Pertunjukan kesenian di panggung tentunya memiliki keterbatasan waktu, namun, apabila sajiannya mengandung nilai edukasi, tentu hasilnya berdampak pada sensitivitas penonton yang tidak temporal. Akhir-akhir ini kita hanya dihadapkan pada glorifikasi pertunjukan, dan semuanya hanya mengambang dan usai di atas panggung pertunjukan. Besar harapan saya untuk Dg. Parewa selanjutnya melanjutkan pelayarannya dengan betul-betul memberikan kita insight mengenai nilai maritim yang kita punya, sesuai visi event GM tersebut.

- _CUPLIKAN DATA_:
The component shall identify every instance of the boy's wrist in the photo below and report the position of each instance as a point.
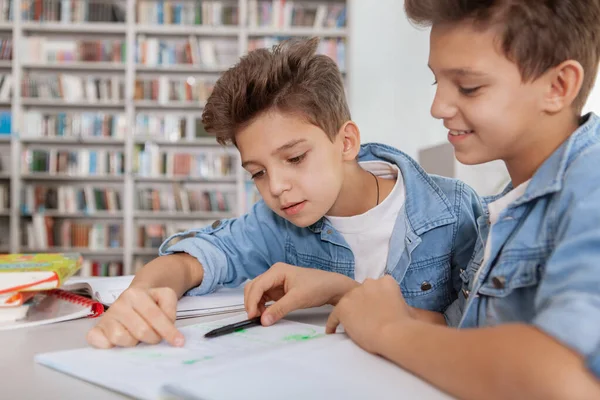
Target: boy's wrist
(394, 334)
(345, 285)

- _SOAL 1_:
Jawab pertanyaan berikut berdasarkan teks tentang pertunjukan Dg. Parewa.
(a) Apa yang tentunya dimiliki pertunjukan kesenian di panggung?
(b) Akhir-akhir ini kita hanya dihadapkan pada apa?
(c) Insight mengenai apa yang diharapkan dari pelayaran Dg. Parewa selanjutnya?
- _SOAL 2_: Ringkas paragraf dalam teks tentang pertunjukan Dg. Parewa yang diawali "Pertunjukan kesenian di panggung" tanpa menghilangkan fakta utamanya.
- _SOAL 3_: Tuliskan lanjutan teks tentang pertunjukan Dg. Parewa, dimulai setelah kalimat terakhirnya.

- _HASIL TUGAS 1_:
(a) Keterbatasan waktu.
(b) Glorifikasi pertunjukan.
(c) Nilai maritim yang kita punya.

- _HASIL TUGAS 2_: Waktu pertunjukan di panggung terbatas, tetapi sajian yang bernilai edukasi memberi dampak yang tidak temporal pada sensitivitas penonton. Belakangan pertunjukan hanya diglorifikasi dan selesai di atas panggung. Saya berharap Dg. Parewa selanjutnya benar-benar memberi insight tentang nilai maritim kita, sesuai visi event GM.

- _HASIL TUGAS 3_:
Sebagai penutup, saya tidak menuntut Dg. Parewa harus menjadi pelaut sesungguhnya, realitasnya, di mana identitas pelaut Bugis Makassar hari ini? Mereka menjerit karena dampak ekologi. Apakah masih digaungkan seperti dahulu? Saya pikir, dengan kehadiran Dg. Parewa memberikan kita intrik dan memantik agar perlunya kita membaca kebudayaan, ataukah kondisi saat ini kebudayaan baru yang telah membaca kita sebagai manusia Bugis Makassar. Kurrusumange’. (*)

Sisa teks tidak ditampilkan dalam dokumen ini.